** Begin **
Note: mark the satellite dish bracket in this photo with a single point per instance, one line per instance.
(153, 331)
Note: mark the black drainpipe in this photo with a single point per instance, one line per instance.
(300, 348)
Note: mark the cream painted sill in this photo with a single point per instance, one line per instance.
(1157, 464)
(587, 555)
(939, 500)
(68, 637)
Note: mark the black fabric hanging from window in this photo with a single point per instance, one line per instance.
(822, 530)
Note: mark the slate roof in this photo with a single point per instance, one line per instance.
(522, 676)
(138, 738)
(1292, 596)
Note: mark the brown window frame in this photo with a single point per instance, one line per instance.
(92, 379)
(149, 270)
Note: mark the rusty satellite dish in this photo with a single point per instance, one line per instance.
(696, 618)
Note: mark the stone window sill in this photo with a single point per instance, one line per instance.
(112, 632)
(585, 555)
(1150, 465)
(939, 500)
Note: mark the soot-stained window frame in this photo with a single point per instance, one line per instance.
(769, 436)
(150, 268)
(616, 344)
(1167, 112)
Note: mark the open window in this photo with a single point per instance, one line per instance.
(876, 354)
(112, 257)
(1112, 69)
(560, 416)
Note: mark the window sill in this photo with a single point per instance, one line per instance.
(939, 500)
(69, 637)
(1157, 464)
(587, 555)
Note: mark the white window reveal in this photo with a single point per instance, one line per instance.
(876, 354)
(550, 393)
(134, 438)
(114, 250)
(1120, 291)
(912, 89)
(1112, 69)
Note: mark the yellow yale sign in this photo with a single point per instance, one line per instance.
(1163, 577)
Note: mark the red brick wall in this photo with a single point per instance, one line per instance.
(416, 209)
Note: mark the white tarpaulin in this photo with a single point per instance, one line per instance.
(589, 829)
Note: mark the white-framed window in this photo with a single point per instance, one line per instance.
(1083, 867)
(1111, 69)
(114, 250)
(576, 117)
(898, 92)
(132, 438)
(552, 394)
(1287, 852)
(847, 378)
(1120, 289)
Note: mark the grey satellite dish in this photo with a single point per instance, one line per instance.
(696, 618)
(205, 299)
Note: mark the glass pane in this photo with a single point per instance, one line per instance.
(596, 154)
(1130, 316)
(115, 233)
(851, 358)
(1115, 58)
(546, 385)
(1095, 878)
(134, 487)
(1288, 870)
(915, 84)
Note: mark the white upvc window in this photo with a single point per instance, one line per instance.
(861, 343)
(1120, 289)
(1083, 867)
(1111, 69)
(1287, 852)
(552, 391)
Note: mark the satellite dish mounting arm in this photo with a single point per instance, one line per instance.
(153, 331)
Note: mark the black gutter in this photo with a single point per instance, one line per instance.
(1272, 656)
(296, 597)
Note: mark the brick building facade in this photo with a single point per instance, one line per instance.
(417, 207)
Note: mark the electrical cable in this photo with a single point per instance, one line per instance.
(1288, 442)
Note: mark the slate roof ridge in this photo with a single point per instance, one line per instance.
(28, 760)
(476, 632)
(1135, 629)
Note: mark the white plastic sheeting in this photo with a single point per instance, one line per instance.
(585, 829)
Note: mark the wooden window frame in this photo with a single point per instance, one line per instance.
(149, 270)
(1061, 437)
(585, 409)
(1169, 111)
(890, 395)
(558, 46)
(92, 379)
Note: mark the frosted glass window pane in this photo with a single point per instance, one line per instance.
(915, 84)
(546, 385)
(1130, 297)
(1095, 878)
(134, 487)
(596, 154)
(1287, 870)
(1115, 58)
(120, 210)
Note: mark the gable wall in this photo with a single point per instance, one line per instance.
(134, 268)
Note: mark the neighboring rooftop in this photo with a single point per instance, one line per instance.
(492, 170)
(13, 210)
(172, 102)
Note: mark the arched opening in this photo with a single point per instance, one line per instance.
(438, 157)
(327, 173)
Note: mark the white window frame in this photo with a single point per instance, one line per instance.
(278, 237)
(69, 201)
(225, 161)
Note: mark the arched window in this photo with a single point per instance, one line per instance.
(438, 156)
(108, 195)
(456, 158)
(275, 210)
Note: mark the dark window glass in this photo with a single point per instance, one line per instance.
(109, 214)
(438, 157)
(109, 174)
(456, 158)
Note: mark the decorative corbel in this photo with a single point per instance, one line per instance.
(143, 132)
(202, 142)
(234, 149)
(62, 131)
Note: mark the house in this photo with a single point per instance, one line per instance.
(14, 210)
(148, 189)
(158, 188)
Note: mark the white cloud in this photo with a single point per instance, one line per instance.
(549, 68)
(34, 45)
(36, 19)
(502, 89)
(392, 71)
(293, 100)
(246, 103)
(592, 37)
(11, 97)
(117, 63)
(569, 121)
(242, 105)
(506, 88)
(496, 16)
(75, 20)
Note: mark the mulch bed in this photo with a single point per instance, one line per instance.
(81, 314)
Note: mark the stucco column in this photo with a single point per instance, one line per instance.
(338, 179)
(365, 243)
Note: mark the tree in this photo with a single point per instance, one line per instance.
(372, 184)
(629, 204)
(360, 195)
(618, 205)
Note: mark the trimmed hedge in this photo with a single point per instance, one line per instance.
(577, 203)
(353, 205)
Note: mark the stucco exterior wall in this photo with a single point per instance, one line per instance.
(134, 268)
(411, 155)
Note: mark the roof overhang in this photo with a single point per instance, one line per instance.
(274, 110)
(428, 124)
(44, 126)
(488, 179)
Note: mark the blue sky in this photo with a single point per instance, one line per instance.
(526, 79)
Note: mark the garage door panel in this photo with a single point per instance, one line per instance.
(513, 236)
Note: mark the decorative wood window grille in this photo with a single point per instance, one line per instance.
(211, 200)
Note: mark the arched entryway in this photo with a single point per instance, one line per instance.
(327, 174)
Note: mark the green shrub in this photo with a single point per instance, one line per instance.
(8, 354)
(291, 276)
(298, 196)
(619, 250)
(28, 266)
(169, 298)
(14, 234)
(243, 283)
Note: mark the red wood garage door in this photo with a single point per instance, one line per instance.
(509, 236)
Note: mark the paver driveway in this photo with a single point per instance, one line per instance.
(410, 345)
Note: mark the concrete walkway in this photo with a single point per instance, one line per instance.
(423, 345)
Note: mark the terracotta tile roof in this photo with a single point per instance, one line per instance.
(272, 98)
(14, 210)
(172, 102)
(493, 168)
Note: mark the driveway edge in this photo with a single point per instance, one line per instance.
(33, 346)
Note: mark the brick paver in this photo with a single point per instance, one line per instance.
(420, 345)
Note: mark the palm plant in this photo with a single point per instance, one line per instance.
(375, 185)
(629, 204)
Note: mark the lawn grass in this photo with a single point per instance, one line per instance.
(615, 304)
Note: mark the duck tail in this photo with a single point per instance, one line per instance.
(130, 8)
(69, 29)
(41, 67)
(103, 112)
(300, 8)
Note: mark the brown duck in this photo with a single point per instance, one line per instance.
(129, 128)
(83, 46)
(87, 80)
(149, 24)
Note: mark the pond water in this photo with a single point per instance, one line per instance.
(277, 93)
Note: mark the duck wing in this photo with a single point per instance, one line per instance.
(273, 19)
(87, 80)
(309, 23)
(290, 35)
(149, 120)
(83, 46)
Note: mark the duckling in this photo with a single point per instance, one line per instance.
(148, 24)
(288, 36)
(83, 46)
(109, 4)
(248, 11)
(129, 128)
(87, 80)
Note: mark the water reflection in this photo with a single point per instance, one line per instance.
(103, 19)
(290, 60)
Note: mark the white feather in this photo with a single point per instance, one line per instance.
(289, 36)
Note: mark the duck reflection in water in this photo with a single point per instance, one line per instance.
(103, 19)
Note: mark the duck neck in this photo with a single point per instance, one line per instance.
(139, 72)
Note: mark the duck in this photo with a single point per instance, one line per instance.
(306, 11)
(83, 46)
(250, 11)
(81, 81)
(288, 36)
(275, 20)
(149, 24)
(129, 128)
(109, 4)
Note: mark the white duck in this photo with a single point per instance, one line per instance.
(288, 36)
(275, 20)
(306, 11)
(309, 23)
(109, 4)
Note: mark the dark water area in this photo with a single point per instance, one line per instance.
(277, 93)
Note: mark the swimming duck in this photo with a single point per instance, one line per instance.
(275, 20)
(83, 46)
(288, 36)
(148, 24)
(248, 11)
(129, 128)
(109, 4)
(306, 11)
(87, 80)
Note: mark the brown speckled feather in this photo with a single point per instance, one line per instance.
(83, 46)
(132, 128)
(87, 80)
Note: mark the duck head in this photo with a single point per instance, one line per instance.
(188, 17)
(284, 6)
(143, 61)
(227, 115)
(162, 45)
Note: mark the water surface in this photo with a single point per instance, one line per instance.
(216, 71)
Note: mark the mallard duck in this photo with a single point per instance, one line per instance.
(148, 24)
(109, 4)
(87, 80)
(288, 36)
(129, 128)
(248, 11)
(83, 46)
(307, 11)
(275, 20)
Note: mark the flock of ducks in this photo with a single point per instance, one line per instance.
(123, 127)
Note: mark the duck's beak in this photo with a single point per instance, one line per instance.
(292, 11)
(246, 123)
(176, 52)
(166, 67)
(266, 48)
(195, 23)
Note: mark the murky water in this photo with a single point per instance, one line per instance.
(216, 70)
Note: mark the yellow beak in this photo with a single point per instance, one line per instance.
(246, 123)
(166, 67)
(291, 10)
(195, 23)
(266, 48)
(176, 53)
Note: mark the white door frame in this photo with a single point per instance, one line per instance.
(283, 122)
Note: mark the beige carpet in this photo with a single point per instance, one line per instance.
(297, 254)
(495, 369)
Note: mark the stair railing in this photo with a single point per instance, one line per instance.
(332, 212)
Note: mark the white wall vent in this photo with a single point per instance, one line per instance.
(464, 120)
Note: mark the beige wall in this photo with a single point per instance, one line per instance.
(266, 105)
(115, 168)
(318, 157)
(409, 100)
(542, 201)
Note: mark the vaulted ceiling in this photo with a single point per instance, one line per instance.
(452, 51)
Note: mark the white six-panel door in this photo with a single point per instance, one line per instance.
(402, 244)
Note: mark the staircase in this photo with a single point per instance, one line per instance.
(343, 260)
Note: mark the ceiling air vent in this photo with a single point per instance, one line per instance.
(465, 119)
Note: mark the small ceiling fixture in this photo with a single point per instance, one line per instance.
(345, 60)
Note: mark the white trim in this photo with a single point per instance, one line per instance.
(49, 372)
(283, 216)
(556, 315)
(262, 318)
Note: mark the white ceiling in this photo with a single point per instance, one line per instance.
** End **
▶ Your goal
Exactly and only the lines from the one containing "Note: mark the white six-panel" through the end of the material are to be reproduced, both ends included.

▶ Exercise output
Note: mark the white six-panel door in this photo with a single point per instance, one line per instance.
(402, 244)
Note: mark the staircase in this photo with a single point per instance, one line per instance.
(343, 260)
Note: mark the ceiling air vent in this photo with a single point per instance, one line per instance.
(465, 119)
Note: mark the small ceiling fixture in this photo with a single point per instance, one line per instance.
(345, 60)
Note: mark the white trim in this photo with a single point per instance, one line per instance.
(49, 372)
(283, 216)
(556, 315)
(262, 318)
Note: mark the white ceiling in this photo with a single point per instance, one line per instance.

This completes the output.